Turn each line of the entries below into a row of a Markdown table with the columns Number and Line, skipping blank lines and leaving the pictures out.
⁂
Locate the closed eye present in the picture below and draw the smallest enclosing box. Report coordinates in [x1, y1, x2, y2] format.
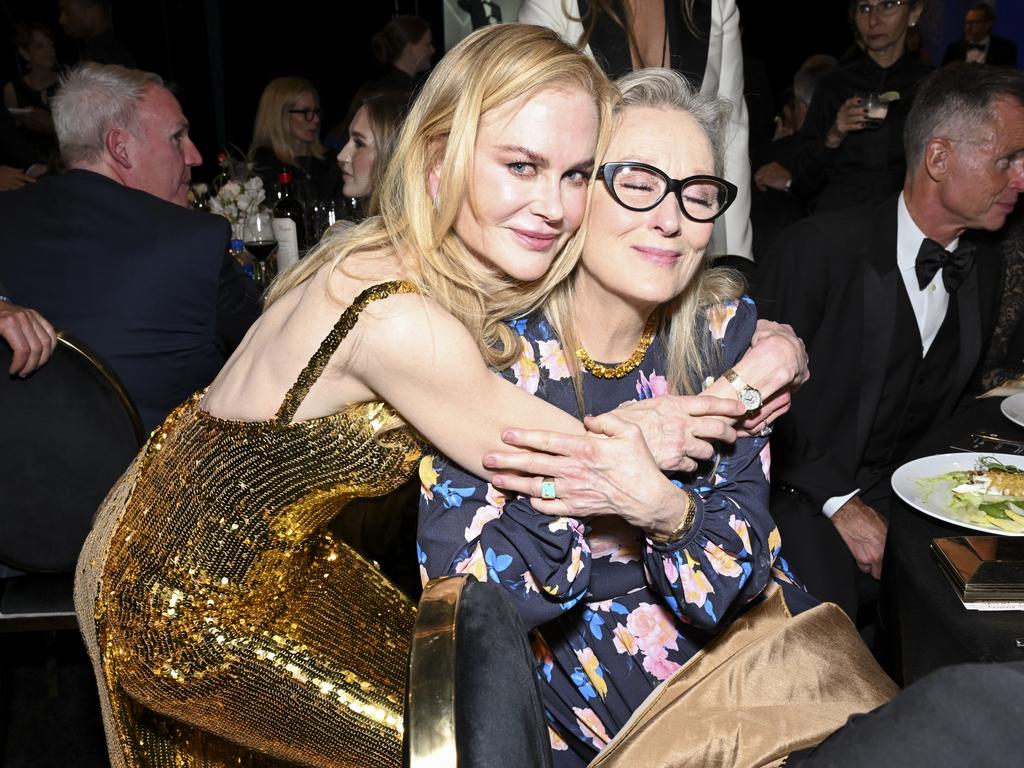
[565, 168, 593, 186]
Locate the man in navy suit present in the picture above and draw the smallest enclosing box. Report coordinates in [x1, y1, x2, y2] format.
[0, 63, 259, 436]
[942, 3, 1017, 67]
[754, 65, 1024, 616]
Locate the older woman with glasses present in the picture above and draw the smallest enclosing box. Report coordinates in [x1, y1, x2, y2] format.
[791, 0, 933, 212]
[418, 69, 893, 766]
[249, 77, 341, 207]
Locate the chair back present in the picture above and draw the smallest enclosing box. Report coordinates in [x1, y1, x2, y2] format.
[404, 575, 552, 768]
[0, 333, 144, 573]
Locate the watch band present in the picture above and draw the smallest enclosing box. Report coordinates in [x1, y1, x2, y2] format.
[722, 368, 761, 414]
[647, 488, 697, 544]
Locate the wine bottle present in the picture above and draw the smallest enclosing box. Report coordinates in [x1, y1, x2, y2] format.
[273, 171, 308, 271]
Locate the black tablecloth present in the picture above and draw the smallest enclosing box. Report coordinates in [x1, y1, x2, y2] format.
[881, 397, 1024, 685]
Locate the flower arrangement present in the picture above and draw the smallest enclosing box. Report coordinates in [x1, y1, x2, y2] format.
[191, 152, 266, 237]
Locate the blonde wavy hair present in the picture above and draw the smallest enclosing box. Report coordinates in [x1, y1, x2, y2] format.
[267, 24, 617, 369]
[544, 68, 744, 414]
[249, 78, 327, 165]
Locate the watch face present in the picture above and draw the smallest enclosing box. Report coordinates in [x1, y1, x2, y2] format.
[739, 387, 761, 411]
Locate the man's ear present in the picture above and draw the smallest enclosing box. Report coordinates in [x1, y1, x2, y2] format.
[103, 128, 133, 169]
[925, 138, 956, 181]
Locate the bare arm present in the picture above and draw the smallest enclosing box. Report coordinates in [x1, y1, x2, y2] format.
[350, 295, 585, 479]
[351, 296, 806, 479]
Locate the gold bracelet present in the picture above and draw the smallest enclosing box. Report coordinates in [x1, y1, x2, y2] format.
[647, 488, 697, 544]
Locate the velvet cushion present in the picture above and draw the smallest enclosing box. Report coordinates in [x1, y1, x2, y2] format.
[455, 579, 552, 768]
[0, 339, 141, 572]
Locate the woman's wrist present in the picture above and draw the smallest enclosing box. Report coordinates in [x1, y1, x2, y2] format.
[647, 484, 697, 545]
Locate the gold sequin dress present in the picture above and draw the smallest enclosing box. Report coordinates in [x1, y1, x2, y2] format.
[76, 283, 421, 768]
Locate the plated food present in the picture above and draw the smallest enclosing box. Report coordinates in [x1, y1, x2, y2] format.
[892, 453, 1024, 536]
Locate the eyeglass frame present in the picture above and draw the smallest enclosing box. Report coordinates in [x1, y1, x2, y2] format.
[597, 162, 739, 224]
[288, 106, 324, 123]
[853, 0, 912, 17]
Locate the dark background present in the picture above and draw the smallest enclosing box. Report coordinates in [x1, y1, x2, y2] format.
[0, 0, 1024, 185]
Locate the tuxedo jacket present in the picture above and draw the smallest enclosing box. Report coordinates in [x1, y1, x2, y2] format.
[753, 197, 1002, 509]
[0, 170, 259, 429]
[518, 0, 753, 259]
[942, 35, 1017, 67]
⁂
_Answer to the problem:_
| Number | Line |
|---|---|
| 1 | Locate the closed eye present in the picture below and draw the smallest enclosing box. Report coordinates in [x1, y1, x2, y2] format. |
| 2 | [565, 168, 593, 186] |
| 3 | Locate the man in navy suit present in the picture above and draw the smallest enclosing box. Report coordinates in [x1, y1, x2, y2] format. |
| 4 | [0, 63, 259, 436] |
| 5 | [942, 3, 1017, 67] |
| 6 | [754, 65, 1024, 616] |
| 7 | Locate the older woman with glasses present in the picture above and draw the smallest enclosing box. Report coordinates in [x1, y1, x2, y2] format. |
| 8 | [791, 0, 933, 212] |
| 9 | [418, 69, 893, 766] |
| 10 | [249, 77, 341, 207] |
| 11 | Locate the chair back present in the picture above and draw the smallest enclosing box. Report coordinates in [x1, y1, x2, y2] format. |
| 12 | [404, 575, 552, 768] |
| 13 | [0, 333, 144, 573] |
| 14 | Locate the watch band present in the picture above and draw the smallest enclosing box. Report coordinates in [x1, y1, x2, y2] format. |
| 15 | [722, 368, 761, 414] |
| 16 | [647, 488, 697, 544] |
| 17 | Locate the wine bottle present in the picture above and draw the smallest enclosing box. Report coordinates in [x1, y1, x2, y2] format. |
| 18 | [273, 171, 308, 271] |
| 19 | Locate the black tablecloth present in the picture above and draw the smallest enclosing box. Report coordinates in [x1, y1, x2, y2] format. |
| 20 | [881, 397, 1024, 685] |
| 21 | Locate the flower arrangement present in the picture above and draw the smallest enclosing box. Report coordinates in [x1, y1, x2, y2] format. |
| 22 | [191, 152, 266, 237] |
| 23 | Locate the blonde wavy hair present in the picture above and draw the smallest enclosing box. Report coordinates in [x1, y1, x2, y2] format. |
| 24 | [267, 24, 617, 369] |
| 25 | [544, 68, 744, 414] |
| 26 | [249, 78, 327, 165] |
| 27 | Locate the watch face present in the picture above and draw the smallest enclosing box. Report coordinates in [x1, y1, x2, y2] format. |
| 28 | [739, 387, 761, 411] |
| 29 | Locate the man's ear present in the picture above and draw the smallest enclosing box. Report coordinates in [x1, y1, x2, y2] format. |
| 30 | [103, 128, 133, 169] |
| 31 | [925, 138, 956, 181] |
| 32 | Locate the bare arm present in the picture above and draw the smallest enclosing box. Report coordinates in [x1, y1, x2, y2] format. |
| 33 | [350, 295, 585, 479] |
| 34 | [351, 296, 806, 479] |
| 35 | Locate the gold bracelet present in the picture above and draw the smallest enclosing box. Report coordinates in [x1, y1, x2, y2] format. |
| 36 | [647, 488, 697, 544] |
| 37 | Locate the velvet cushion present in the picture above and draw the smallest enclosing box. Report coordinates in [x1, y1, x2, y2] format. |
| 38 | [455, 579, 552, 768] |
| 39 | [0, 339, 141, 572] |
| 40 | Locate the woman's wrist present in the picture above and draw the smallest enclosing box. Report coordinates in [x1, y1, x2, y2] format. |
| 41 | [647, 484, 697, 545] |
| 42 | Locate the gold sequin dress present in the picture above and draw the smallest enclosing box. Report coordinates in [x1, y1, x2, y2] format. |
| 43 | [76, 283, 421, 768] |
| 44 | Locate the plated food present in the picture above and draw the smallest enclosing box. Report coordinates in [x1, y1, x2, y2] format. |
| 45 | [892, 453, 1024, 536] |
| 46 | Locate the eyeglass frame present in the picture above and draw the smallest enclosing box. Report coordinates in [x1, y1, x2, y2] format. |
| 47 | [597, 162, 739, 224] |
| 48 | [288, 106, 324, 123] |
| 49 | [853, 0, 912, 17] |
| 50 | Locate the dark background present in the picture above and draw the smallest enclosing box. Report coordinates in [x1, y1, x2, y2] format. |
| 51 | [0, 0, 1024, 185] |
| 52 | Locate the tuxedo jacket present in the picture above and draw the smallest enclosing box. Report coordinates in [x1, y1, x2, y2] format. |
| 53 | [753, 197, 1002, 509] |
| 54 | [0, 170, 259, 429] |
| 55 | [518, 0, 753, 259] |
| 56 | [942, 35, 1017, 67] |